TEXTE DU DOCUMENT:
· · · · ·

8. En quatrième lieu, l'article 11 de l'accord franco-tunisien stipule : " les dispositions du présent accord ne font pas obstacle à l'application de la législation des deux Etats sur le séjour des étrangers sur tous les points non traités par l'accord. " Cet accord ne traite que de la délivrance de titres de séjour et ne comprend aucune stipulation relative aux conditions dans lesquelles les ressortissants tunisiens qui ne peuvent prétendre à la délivrance d'un titre de séjour sont obligés de quitter le territoire français. C'est par suite à bon droit que la préfète de

Seine-et-Marne a fait application à M. B...des dispositions du code de l'entrée et du séjour des étrangers et du droit d'asile relatives aux obligations de quitter le territoire français.

9. En cinquième lieu, aux termes de l'article 8 de la convention européenne de sauvegarde des droits de l'homme et des libertés fondamentales : " Toute personne a droit au respect de sa vie privée et familiale, de son domicile et de sa correspondance. Il ne peut y avoir ingérence d'une autorité publique dans l'exercice de ce droit que pour autant que cette ingérence est prévue par la loi et qu'elle constitue une mesure qui, dans une société démocratique, est nécessaire à la sécurité nationale, à la sûreté publique, au bien-être économique du pays, à la défense de l'ordre et à la prévention des infractions pénales, à la protection de la santé ou de la morale, ou à la protection des droits et libertés d'autrui ".

· · · · ·

LIGNES FOURNIES:
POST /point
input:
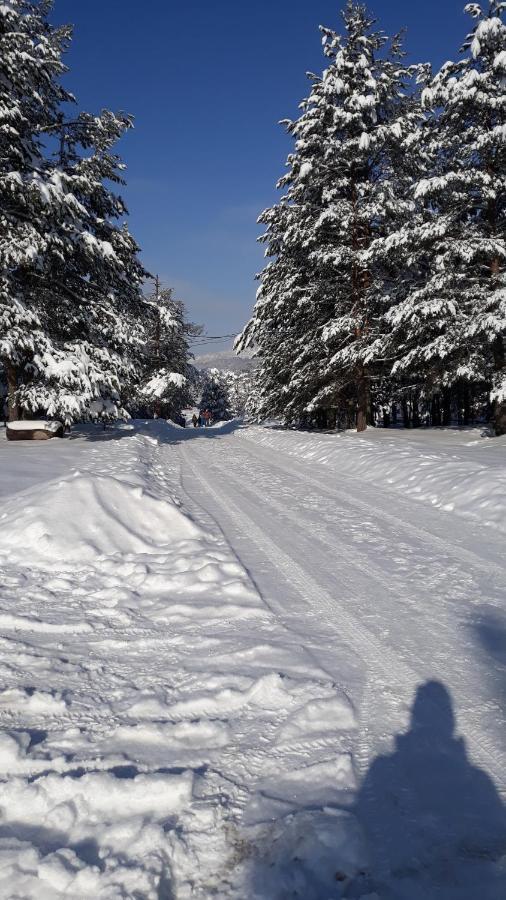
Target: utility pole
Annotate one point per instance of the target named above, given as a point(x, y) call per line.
point(157, 411)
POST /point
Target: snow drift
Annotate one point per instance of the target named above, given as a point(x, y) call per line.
point(77, 519)
point(459, 471)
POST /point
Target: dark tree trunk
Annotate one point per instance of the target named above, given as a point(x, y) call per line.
point(415, 404)
point(11, 373)
point(435, 410)
point(447, 407)
point(362, 401)
point(405, 412)
point(499, 406)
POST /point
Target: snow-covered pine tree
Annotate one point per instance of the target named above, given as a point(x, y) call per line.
point(91, 287)
point(318, 307)
point(215, 396)
point(30, 95)
point(71, 282)
point(168, 380)
point(450, 327)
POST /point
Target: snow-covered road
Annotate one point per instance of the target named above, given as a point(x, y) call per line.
point(293, 686)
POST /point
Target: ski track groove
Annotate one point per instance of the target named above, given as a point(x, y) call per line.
point(448, 548)
point(377, 657)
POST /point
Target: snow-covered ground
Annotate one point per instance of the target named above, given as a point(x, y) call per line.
point(249, 663)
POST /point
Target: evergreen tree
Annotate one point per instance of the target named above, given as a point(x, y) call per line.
point(168, 381)
point(215, 396)
point(320, 302)
point(70, 294)
point(449, 330)
point(30, 94)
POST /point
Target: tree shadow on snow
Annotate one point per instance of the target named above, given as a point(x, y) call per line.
point(163, 431)
point(427, 824)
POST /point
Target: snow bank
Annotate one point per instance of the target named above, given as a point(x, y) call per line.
point(35, 425)
point(459, 471)
point(78, 519)
point(90, 836)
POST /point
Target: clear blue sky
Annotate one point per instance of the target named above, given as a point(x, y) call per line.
point(207, 82)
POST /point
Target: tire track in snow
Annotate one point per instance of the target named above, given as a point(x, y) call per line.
point(272, 457)
point(379, 659)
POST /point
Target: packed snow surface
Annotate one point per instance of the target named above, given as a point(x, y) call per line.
point(245, 663)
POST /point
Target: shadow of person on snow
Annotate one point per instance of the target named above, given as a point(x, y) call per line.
point(435, 823)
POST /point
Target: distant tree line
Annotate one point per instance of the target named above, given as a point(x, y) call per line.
point(384, 296)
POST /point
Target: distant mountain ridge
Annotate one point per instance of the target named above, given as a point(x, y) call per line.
point(226, 360)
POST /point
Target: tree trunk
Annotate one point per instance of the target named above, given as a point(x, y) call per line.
point(11, 373)
point(416, 411)
point(436, 410)
point(499, 405)
point(362, 400)
point(447, 407)
point(405, 412)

· · · · ·

Recopiez fidèlement le passage du texte du document, en commençant à « 8. En quatrième » et en terminant à « obligations de quitter le territoire français. ».

8. En quatrième lieu, l'article 11 de l'accord franco-tunisien stipule : " les dispositions du présent accord ne font pas obstacle à l'application de la législation des deux Etats sur le séjour des étrangers sur tous les points non traités par l'accord. " Cet accord ne traite que de la délivrance de titres de séjour et ne comprend aucune stipulation relative aux conditions dans lesquelles les ressortissants tunisiens qui ne peuvent prétendre à la délivrance d'un titre de séjour sont obligés de quitter le territoire français. C'est par suite à bon droit que la préfète de

Seine-et-Marne a fait application à M. B...des dispositions du code de l'entrée et du séjour des étrangers et du droit d'asile relatives aux obligations de quitter le territoire français.